:: Kaynak ::
------------

Bölümler | Kategoriler | Konular | Üye Girişi | İletişim


necip fazılın osmanlı hakkındaki düşünceleri...

s.a arkadaşlar. şu ana kadar necip fazıl hakkında müsbet bi düşünceye sahiptim ama hakkında osmanlıya karşı bi takım yakışıksız sözler söylediğini duydum.dolayısıyla aklımda soru işareti olıştu.Necip fazıl ın osmanlı hakkındaki düşünceleriyle alakalı malumatı olan varsa paylaşımlarını bekliyorum ... selamlar...

Bizlerin paylasimlarindan evvel, siz merhum üstad hakkinda ne gibi olumsuz seyler duydunuz? Duydugunuz olumsuzlugu siz bizimle paylasirsaniz daha isabetli olur.

Duyduğum ifadeler şöyleydi ve söyleyen kişinin elinde belgesi de vardı : Osmanlı 7 asırlık hayatında ilk 2,5 asrını aşk meşk fetih ve hakimiyetle süsleyici sonraki asırlarda ise kaba softa ve ham yobaz elinde kenetleyici..... ifadelerini kullanıyor ecdamız hakkında...

Biz yazılanlara bile şüpheyle yaklaşırken siz, bir takım duyumlara güvenerek düşüncenizden vazgeçiyorsunuz öyle mi? İlginç...

Bilgi-belge her neyse varsa paylaşabilir misiniz?

Bunlari söyledimi bilemiyorum...
Su zamana kadar böyle bir sey söyledigine veya yazdigina sahit olmadim.

Biraz mantikli düsünmemiliyz.
Ömrünün büyük bir kismini milli ve manevi degerler ugrunda fikri mücadele vermis ve mücadelesi ugrunda hapislerde yatmis bir aksiyon insanindan bahsediyoruz.
Öyleki...,
1960'li yillarda Osmanli lehine tek bir söz söylenmesinin bile takibat sebebi olabilecegi buhranli bir devirde, devlet tarafindan hain ilan edilen Sultan Vahidüddin Han'i, herseye ragmen, nesriyat yoluyla savunan ve hakikatte bir vatan sevdalisi oldugunu ilan eden ILK kesim N. Fazil Kisakürek ve öncülük ettigi Büyük Dogu hareketidir.

------------

:: Veri Kayıtları ::

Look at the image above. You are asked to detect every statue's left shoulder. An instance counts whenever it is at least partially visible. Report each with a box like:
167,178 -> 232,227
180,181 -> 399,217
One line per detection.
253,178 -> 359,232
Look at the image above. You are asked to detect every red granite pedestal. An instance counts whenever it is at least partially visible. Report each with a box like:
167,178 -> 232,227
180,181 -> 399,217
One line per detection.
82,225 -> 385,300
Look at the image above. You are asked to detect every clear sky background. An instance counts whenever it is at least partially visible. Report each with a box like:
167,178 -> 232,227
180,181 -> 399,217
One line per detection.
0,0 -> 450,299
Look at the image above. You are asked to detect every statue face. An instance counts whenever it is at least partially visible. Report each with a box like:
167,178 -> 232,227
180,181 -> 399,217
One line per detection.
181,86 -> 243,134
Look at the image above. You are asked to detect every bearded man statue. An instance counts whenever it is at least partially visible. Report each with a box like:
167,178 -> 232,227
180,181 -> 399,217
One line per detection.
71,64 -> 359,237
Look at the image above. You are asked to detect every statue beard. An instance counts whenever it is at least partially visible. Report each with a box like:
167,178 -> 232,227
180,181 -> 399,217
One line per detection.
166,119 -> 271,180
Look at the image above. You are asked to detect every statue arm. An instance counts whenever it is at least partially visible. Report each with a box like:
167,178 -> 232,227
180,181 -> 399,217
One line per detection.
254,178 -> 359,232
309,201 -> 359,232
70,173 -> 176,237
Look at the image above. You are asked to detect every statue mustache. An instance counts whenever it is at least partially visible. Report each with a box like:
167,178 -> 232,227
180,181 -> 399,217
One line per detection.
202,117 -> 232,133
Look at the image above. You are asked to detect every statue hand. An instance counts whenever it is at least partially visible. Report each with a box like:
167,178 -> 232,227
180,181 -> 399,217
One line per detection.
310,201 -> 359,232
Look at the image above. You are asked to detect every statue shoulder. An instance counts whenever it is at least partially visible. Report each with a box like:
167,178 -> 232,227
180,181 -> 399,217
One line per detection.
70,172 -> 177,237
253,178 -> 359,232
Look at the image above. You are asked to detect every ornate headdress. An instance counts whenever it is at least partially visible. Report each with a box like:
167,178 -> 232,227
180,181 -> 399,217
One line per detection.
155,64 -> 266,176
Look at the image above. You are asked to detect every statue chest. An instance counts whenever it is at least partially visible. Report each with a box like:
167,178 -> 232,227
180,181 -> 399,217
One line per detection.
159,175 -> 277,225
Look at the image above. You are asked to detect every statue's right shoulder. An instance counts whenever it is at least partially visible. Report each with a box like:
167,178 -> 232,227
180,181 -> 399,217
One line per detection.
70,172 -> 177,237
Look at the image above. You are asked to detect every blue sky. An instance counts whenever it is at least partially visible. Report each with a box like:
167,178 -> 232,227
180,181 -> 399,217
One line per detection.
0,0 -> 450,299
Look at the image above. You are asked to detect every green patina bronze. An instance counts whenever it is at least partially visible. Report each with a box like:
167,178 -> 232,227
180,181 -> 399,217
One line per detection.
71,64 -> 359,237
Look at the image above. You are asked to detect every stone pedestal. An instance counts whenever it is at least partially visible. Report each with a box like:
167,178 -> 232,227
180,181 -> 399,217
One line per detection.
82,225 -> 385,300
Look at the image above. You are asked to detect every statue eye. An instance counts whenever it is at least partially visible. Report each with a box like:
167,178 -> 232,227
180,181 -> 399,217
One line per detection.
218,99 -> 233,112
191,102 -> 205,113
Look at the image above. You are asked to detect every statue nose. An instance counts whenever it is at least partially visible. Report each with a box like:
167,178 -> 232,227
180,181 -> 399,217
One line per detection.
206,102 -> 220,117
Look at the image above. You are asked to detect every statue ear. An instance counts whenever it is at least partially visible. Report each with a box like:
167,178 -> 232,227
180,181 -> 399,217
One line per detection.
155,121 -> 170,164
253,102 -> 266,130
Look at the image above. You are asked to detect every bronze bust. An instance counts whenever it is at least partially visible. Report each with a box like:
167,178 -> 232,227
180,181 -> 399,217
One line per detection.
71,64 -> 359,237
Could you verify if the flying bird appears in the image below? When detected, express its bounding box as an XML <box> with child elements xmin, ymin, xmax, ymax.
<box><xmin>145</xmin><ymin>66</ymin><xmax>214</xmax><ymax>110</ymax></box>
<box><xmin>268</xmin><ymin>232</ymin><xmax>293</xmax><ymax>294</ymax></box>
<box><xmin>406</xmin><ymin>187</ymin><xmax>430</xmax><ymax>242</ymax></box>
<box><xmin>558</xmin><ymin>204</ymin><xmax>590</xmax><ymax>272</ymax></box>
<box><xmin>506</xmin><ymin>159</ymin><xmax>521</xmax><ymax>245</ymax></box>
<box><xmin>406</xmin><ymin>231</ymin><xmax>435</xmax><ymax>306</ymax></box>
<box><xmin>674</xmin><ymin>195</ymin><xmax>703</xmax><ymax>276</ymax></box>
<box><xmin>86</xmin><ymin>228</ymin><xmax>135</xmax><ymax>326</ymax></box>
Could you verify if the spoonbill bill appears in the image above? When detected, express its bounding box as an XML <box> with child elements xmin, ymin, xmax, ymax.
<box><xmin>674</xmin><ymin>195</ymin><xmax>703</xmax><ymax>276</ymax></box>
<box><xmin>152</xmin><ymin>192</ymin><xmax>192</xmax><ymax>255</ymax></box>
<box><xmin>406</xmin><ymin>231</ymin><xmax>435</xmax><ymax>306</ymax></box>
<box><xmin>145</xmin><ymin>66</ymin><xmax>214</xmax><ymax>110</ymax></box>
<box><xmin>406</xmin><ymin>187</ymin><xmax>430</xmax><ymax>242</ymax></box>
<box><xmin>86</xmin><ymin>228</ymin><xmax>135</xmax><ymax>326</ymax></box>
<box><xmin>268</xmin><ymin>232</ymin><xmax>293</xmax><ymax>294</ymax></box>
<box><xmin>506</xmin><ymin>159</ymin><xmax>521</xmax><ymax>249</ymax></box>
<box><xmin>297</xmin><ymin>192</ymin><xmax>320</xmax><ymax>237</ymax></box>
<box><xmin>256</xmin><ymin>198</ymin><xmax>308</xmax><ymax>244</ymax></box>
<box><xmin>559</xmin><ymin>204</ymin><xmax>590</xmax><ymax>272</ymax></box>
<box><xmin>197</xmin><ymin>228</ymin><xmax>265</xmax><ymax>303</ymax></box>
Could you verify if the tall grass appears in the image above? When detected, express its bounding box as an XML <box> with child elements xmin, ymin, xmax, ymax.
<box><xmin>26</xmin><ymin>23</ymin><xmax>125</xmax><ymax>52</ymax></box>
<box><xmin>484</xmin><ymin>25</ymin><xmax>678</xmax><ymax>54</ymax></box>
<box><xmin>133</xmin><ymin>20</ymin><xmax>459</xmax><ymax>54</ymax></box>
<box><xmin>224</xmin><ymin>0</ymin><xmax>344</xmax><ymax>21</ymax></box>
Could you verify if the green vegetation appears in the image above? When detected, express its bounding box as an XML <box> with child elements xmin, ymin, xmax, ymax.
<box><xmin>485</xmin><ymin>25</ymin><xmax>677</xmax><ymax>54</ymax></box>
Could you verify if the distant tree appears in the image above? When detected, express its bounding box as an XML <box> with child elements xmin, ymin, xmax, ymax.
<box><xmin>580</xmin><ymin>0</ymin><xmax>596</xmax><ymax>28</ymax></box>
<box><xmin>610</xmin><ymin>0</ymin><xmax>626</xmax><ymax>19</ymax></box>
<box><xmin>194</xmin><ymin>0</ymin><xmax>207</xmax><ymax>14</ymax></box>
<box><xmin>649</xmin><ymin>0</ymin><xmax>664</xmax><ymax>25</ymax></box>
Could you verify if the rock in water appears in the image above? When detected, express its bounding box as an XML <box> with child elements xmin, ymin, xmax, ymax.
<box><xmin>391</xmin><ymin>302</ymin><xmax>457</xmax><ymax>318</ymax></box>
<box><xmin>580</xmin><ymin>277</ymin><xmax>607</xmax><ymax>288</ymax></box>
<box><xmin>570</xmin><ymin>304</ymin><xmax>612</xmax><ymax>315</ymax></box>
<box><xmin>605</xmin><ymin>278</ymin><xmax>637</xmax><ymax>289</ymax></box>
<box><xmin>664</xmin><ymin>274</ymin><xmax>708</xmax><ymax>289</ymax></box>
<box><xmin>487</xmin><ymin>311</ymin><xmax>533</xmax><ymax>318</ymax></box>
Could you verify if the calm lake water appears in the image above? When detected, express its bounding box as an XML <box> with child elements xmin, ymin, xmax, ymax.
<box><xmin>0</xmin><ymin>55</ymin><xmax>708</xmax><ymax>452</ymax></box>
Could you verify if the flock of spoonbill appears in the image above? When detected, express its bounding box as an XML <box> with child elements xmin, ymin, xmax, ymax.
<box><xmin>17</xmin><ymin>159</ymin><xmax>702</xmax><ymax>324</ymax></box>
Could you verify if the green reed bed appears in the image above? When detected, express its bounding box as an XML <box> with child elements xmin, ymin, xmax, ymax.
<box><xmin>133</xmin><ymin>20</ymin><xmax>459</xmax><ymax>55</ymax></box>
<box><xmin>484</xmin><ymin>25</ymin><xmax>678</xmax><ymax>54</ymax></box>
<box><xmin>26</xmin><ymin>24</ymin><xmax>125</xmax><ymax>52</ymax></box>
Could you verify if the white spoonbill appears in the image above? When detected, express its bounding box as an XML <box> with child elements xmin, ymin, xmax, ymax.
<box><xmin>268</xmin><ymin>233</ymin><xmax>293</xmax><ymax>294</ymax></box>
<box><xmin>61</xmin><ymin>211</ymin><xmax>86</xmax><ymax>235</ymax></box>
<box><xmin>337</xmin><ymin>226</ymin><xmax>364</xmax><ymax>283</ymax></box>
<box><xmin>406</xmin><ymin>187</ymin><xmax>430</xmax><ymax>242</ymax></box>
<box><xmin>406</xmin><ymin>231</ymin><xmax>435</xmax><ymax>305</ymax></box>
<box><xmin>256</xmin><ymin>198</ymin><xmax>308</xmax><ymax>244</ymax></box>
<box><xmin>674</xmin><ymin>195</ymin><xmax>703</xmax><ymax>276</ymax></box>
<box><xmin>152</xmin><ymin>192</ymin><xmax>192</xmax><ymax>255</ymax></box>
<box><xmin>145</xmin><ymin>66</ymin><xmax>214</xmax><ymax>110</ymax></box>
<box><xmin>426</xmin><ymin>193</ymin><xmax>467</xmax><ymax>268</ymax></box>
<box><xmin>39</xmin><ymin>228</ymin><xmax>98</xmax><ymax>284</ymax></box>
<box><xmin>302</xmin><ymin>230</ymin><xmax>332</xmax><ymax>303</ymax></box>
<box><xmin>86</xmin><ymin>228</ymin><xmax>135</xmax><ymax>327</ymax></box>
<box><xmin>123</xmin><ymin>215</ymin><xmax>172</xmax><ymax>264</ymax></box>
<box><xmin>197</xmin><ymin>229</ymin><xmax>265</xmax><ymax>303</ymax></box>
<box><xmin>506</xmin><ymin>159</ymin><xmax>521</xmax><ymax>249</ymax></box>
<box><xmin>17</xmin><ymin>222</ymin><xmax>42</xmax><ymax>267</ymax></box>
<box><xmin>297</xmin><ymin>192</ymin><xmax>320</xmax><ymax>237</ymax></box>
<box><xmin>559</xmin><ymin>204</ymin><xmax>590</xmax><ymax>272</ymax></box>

------------

:: Görevler ::
1. Necip Fazıl ve Osmanlı konulu yazışmayı iki cümlede özetleyin.
2. Necip Fazıl ve Osmanlı konulu yazışmada aktarılan ifadeye göre Osmanlı'nın ilk 2,5 asrını süsleyen şeylerin hepsini sıralayın.

:: Alıştırma Cevapları ::
1. Necip Fazıl hakkında olumlu düşünen bir kullanıcı, onun Osmanlı'nın ilk 2,5 asrını aşk, meşk, fetih ve hakimiyetle süslenmiş, sonraki asırlarını ise kaba softa ve ham yobaz elinde kenetlenmiş olarak nitelediğini duyduğunu söyleyip bu konuda bilgi istiyor. Diğer katılımcılar duyumlara güvenilmesini sorgulayıp belge istiyor; biri de Necip Fazıl'ın böyle bir şey söylediğine ya da yazdığına şahit olmadığını belirterek 1960'lı yıllarda Sultan Vahidüddin Han'ı neşriyat yoluyla savunan ilk kesimin o ve Büyük Doğu hareketi olduğunu hatırlatıyor.

2. aşk, meşk, fetih, hakimiyet